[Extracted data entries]

»»

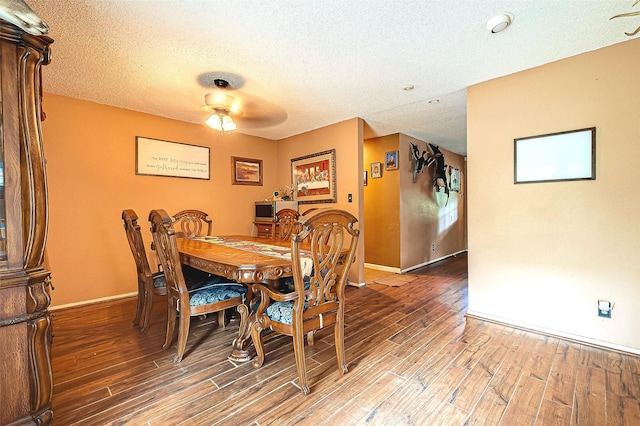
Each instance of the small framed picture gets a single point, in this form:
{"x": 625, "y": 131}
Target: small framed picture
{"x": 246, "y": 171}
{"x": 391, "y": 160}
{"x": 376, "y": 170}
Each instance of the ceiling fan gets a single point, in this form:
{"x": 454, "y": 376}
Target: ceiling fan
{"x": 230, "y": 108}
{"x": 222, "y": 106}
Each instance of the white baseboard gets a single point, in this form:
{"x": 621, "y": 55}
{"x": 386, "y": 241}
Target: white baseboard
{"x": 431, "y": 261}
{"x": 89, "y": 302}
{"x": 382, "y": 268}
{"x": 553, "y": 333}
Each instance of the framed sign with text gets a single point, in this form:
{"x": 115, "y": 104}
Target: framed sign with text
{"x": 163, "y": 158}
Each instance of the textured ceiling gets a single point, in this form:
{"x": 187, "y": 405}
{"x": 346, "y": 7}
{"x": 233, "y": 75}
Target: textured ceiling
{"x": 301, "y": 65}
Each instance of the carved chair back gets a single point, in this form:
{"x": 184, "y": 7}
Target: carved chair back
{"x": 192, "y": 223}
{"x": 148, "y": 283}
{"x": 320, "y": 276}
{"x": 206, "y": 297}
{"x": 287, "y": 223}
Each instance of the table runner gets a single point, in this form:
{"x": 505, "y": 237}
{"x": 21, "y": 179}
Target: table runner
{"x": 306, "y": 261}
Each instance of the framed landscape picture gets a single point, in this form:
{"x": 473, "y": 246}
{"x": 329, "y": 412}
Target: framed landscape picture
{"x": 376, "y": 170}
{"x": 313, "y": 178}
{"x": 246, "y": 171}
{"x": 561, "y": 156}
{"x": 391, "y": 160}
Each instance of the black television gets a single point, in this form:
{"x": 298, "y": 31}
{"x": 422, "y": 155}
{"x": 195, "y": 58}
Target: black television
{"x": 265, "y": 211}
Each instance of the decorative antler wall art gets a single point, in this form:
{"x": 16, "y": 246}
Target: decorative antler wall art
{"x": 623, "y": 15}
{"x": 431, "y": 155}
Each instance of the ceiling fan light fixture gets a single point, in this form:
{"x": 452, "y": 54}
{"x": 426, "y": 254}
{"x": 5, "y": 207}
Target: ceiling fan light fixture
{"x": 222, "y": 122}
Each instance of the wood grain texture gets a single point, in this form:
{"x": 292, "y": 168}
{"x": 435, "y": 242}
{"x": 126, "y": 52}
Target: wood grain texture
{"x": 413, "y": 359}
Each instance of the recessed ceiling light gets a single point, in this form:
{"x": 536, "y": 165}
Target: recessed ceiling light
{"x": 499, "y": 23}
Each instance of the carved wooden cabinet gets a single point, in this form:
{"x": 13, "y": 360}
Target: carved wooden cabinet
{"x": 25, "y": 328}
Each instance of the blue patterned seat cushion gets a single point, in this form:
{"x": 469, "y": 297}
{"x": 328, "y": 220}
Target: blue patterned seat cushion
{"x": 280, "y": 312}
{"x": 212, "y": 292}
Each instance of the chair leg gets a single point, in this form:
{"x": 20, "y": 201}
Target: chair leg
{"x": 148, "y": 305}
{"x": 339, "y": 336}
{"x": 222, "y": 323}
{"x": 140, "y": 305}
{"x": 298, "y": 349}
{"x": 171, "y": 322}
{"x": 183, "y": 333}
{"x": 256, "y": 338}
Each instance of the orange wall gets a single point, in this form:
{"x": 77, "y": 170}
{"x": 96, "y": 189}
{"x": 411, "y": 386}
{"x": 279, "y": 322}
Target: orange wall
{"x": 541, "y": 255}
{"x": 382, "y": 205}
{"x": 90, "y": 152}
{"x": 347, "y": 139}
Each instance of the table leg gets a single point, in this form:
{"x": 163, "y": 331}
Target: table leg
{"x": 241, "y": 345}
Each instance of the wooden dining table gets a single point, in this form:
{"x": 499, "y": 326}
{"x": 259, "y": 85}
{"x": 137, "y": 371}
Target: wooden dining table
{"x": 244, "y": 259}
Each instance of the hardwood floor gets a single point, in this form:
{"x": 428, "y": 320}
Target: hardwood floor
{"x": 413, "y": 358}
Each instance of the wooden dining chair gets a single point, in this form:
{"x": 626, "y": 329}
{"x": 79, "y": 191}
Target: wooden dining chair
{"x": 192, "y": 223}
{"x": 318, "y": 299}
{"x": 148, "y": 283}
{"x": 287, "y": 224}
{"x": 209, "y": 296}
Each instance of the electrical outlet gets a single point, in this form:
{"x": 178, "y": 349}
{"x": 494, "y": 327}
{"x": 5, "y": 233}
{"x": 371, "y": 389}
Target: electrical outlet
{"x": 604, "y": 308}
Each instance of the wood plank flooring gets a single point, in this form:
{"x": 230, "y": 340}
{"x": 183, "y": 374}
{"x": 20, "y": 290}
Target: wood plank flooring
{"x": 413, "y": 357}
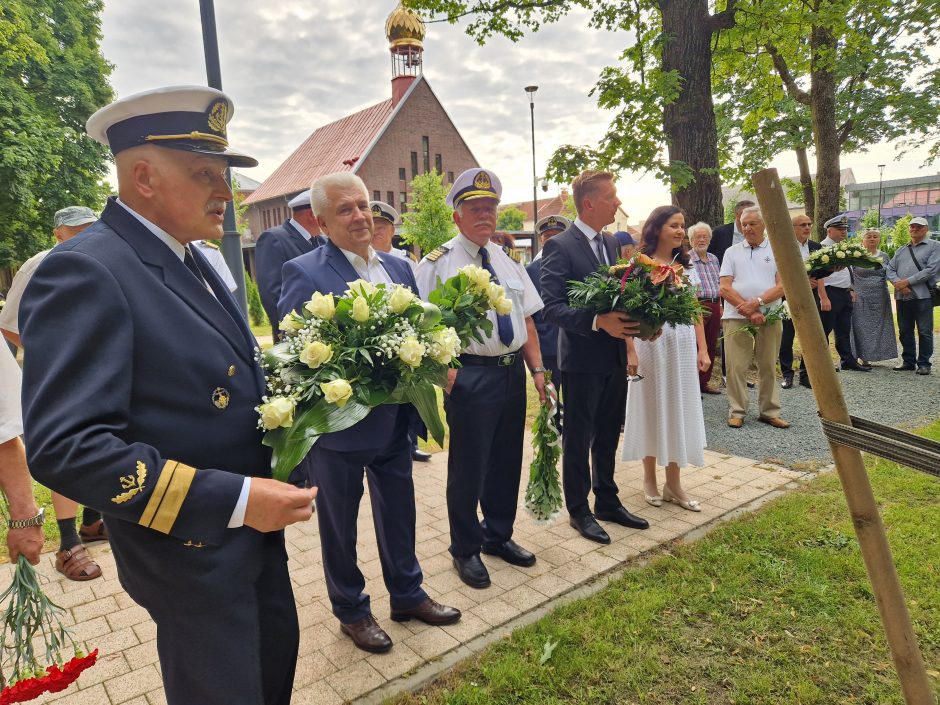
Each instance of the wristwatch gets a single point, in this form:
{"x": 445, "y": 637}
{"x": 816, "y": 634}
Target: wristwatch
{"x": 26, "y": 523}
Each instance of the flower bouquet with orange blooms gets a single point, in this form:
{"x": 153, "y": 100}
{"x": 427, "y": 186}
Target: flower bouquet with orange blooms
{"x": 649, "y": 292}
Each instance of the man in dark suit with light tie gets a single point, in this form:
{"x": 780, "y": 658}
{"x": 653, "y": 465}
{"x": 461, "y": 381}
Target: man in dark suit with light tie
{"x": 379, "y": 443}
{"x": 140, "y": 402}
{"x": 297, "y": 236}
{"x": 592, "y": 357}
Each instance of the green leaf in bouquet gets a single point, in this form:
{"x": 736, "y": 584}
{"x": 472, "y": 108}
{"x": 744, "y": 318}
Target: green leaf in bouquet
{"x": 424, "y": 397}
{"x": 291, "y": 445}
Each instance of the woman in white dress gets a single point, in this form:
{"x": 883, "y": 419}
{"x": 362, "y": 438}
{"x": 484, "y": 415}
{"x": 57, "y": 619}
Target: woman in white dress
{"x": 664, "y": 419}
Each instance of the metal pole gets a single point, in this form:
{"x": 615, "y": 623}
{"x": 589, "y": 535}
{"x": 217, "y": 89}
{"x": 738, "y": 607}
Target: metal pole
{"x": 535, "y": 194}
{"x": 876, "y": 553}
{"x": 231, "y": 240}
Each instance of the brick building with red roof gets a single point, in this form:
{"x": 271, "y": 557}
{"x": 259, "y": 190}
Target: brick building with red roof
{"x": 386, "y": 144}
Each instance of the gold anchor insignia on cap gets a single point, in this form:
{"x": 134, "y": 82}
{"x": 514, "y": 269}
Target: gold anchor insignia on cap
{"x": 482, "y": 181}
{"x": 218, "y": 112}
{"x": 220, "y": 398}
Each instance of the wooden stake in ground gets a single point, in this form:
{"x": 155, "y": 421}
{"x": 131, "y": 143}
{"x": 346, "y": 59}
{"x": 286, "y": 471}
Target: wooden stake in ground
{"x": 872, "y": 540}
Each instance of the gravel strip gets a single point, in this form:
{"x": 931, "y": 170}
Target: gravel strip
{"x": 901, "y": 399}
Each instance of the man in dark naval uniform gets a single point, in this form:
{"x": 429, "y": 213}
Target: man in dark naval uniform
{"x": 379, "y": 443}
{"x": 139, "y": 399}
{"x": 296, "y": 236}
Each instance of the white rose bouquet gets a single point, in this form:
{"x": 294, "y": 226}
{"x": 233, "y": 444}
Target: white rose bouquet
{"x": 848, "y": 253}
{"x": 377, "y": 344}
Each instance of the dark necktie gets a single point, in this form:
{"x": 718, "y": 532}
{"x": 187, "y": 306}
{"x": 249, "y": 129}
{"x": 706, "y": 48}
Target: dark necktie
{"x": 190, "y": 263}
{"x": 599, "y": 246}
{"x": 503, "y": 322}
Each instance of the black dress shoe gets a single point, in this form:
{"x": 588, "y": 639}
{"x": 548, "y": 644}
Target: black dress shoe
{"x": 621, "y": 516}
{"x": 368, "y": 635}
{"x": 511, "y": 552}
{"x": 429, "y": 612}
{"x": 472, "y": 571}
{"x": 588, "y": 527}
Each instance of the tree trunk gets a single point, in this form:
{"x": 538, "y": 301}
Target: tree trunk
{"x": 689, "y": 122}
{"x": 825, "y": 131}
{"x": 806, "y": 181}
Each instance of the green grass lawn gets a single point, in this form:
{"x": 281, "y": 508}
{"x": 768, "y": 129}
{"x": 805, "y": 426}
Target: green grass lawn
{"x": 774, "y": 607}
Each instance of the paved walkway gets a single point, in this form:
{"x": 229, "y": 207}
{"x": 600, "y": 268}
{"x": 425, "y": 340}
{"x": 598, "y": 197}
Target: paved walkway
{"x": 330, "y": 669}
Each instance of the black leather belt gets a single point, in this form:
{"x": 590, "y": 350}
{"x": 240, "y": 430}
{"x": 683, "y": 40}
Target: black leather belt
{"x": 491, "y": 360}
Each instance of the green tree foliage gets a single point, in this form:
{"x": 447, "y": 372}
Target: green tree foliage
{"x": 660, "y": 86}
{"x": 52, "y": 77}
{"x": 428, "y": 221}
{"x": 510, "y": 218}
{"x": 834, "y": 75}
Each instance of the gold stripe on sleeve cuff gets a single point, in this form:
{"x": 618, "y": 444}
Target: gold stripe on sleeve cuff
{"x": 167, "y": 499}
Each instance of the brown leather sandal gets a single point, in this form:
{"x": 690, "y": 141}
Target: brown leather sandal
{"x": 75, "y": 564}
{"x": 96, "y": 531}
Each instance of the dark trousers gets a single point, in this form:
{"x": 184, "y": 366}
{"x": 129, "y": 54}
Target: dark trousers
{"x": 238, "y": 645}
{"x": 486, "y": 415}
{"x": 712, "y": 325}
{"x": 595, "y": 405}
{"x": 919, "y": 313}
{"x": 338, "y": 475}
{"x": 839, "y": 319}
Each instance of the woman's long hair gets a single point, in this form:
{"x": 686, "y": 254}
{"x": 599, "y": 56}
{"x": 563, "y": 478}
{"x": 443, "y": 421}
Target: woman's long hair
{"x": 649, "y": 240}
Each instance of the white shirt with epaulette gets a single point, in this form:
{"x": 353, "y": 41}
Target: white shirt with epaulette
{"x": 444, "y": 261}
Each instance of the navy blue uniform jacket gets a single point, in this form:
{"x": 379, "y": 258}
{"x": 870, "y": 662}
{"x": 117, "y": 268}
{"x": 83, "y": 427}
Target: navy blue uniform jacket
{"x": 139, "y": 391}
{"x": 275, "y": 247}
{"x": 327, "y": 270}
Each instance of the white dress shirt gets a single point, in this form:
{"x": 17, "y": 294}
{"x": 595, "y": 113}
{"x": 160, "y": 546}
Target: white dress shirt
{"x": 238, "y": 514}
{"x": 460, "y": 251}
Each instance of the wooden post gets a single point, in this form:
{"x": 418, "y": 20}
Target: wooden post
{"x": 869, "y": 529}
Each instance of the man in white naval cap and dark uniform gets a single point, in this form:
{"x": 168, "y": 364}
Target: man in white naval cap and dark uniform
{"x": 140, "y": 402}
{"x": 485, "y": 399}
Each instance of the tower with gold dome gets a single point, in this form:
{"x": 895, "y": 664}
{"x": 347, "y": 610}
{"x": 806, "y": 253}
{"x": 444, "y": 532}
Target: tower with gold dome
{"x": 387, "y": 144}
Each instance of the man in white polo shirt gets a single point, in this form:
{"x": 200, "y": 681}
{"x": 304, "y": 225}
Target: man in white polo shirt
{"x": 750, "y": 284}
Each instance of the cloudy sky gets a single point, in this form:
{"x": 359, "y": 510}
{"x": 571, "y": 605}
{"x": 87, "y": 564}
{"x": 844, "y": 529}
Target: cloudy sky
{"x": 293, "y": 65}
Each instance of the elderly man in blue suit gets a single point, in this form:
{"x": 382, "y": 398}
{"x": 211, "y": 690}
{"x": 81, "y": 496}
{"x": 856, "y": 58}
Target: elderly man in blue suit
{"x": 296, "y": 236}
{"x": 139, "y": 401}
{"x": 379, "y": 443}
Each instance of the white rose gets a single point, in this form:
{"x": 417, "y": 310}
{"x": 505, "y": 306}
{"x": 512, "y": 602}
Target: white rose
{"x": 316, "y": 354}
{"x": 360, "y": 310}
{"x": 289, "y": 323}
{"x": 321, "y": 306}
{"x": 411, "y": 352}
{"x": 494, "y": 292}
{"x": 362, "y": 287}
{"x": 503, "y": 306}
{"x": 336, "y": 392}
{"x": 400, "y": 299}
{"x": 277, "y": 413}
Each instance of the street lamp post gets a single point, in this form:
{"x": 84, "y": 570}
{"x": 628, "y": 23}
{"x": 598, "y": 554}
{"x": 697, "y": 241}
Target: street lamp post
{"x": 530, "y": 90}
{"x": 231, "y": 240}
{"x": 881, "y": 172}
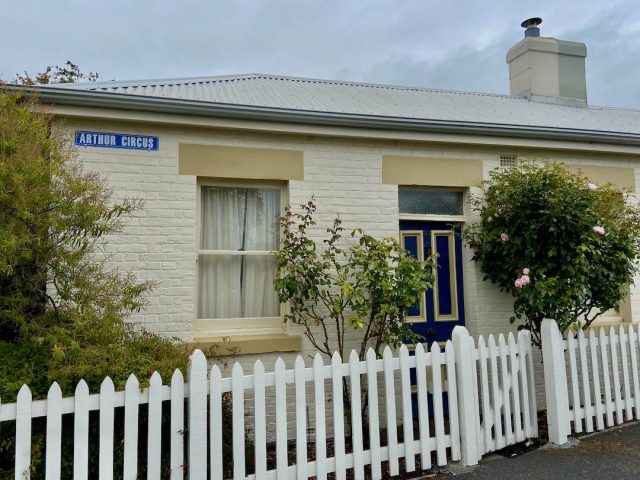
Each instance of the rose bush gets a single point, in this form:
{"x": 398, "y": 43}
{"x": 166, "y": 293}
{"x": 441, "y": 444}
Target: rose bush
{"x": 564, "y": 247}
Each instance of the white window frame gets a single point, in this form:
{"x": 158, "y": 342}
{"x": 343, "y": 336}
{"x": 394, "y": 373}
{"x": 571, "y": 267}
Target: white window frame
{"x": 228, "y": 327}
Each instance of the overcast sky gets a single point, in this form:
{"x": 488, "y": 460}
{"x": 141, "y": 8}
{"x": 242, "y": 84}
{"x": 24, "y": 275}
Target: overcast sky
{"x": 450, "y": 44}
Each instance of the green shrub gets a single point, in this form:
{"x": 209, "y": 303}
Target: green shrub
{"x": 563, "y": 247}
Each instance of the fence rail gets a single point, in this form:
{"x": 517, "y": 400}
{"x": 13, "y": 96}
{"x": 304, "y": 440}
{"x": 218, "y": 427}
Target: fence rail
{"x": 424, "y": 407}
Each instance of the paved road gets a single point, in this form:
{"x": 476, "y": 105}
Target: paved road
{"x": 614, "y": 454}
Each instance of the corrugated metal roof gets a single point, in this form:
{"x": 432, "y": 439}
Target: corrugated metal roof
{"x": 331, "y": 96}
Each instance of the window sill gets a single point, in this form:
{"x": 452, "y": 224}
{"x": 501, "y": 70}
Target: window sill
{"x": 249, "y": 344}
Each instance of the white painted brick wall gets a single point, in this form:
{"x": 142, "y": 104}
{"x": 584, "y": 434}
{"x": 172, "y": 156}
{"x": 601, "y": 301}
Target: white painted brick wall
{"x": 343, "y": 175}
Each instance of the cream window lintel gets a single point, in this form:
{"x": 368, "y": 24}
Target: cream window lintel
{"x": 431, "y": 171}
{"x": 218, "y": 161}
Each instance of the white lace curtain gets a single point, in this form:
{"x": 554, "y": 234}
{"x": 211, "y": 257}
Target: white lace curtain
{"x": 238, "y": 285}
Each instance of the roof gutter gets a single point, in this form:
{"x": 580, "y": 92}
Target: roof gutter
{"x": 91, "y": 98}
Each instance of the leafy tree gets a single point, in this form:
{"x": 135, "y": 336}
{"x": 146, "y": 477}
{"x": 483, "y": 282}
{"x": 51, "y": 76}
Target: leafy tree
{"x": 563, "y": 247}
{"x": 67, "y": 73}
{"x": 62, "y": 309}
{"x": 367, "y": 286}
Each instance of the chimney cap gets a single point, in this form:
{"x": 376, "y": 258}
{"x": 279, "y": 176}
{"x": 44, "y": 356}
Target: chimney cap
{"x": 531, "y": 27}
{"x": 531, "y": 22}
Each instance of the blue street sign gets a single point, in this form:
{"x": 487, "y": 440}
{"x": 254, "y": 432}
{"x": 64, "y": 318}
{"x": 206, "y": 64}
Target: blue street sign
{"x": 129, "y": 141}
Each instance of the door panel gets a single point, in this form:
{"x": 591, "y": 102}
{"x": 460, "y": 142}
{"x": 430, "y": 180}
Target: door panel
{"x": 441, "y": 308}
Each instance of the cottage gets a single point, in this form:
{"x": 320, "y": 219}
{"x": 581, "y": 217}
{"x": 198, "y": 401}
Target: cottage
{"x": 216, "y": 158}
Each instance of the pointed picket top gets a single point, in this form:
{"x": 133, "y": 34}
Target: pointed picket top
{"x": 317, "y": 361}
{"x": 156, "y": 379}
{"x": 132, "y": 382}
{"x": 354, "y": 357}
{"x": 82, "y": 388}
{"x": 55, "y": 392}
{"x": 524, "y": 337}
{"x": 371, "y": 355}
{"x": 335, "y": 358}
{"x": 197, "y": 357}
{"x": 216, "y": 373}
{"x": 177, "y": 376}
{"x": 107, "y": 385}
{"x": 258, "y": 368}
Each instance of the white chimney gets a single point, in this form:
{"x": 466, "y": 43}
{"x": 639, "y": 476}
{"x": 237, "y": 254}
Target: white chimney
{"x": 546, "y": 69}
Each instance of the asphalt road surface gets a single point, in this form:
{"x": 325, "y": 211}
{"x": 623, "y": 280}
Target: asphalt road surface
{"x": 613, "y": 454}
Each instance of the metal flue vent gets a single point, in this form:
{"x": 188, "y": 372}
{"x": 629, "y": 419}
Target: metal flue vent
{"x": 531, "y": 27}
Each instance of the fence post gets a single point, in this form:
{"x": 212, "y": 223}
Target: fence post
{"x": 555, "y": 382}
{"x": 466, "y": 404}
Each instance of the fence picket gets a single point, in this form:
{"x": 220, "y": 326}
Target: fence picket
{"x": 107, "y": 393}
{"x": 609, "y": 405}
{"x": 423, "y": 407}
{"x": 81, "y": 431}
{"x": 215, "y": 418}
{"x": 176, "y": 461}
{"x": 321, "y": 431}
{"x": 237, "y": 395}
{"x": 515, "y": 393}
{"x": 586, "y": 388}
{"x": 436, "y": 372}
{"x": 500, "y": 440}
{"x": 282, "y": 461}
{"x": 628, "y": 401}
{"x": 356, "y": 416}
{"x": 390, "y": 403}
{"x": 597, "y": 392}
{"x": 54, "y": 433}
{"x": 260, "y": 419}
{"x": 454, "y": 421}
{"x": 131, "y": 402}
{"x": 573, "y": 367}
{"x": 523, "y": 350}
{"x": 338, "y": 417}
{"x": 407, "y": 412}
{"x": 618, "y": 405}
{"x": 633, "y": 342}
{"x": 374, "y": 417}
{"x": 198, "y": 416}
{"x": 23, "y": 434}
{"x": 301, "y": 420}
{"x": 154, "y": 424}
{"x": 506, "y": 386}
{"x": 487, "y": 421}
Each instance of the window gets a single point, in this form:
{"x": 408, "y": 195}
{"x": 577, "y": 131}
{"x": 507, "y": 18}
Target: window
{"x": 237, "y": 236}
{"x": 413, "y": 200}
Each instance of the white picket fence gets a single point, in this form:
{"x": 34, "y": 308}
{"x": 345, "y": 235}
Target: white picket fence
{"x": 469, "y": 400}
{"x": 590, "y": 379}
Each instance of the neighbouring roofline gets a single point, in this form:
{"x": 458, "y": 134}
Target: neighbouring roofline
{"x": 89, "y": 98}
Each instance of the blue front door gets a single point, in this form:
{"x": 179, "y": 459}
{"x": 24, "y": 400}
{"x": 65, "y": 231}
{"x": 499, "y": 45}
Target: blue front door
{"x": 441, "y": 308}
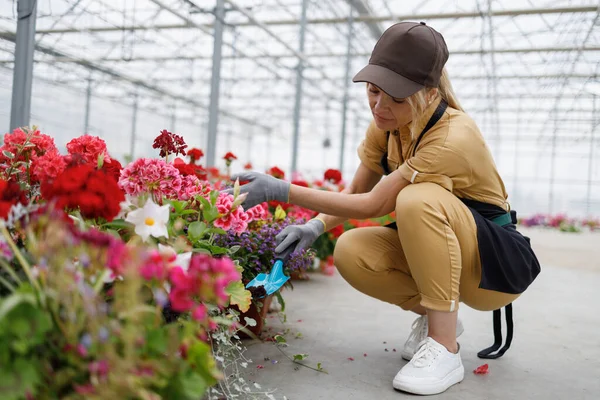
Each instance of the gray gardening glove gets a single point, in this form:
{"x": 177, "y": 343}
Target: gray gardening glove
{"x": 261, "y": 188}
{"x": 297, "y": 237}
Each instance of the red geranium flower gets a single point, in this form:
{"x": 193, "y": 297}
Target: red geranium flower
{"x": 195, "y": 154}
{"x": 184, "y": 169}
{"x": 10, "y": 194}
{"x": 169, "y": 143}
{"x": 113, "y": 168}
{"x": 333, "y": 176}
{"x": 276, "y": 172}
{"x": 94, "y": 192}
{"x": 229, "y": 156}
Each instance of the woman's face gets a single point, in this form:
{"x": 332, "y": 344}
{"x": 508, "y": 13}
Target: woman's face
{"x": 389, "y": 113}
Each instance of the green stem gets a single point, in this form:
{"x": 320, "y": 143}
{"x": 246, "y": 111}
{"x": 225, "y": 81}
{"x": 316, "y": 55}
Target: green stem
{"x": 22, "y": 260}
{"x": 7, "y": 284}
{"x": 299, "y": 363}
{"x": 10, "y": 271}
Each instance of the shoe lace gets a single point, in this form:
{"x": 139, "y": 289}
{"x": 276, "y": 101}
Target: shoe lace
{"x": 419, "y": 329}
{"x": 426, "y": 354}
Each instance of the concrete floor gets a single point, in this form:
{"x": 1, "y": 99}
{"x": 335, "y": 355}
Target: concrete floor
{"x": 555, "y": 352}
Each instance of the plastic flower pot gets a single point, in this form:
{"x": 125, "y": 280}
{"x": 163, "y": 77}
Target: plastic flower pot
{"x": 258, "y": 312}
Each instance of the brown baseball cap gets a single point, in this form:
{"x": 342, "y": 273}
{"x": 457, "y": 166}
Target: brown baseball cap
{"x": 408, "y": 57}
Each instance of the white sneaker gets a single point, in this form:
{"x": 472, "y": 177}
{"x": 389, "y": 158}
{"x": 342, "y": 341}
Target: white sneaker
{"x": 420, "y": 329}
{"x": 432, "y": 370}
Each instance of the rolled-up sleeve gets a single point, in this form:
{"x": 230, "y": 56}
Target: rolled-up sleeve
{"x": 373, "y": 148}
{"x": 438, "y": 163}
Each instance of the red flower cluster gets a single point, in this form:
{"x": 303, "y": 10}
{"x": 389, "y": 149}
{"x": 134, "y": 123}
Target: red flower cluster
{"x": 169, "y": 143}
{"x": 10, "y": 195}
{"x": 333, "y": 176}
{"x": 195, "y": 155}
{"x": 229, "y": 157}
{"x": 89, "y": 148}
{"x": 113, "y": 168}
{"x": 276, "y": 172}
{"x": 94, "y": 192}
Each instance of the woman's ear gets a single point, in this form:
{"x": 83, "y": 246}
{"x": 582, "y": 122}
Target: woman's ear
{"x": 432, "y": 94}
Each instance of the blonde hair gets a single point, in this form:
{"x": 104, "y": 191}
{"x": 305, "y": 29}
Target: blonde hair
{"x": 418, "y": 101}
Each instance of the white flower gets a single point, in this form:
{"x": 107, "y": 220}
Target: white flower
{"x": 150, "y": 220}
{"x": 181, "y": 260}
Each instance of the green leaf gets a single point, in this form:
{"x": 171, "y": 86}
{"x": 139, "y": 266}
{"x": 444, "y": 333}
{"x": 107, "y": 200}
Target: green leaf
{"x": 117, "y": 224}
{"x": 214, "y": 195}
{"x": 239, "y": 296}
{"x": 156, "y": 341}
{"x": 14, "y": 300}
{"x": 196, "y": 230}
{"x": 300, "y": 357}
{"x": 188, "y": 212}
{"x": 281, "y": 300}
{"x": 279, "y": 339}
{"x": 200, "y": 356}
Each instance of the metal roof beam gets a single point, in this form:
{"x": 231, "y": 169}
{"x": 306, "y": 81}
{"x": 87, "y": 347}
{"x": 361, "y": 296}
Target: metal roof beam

««

Pull out every line above that holds the word "beam".

Each instance of the metal roof beam gets a single point, in this form:
Target: metal roof beam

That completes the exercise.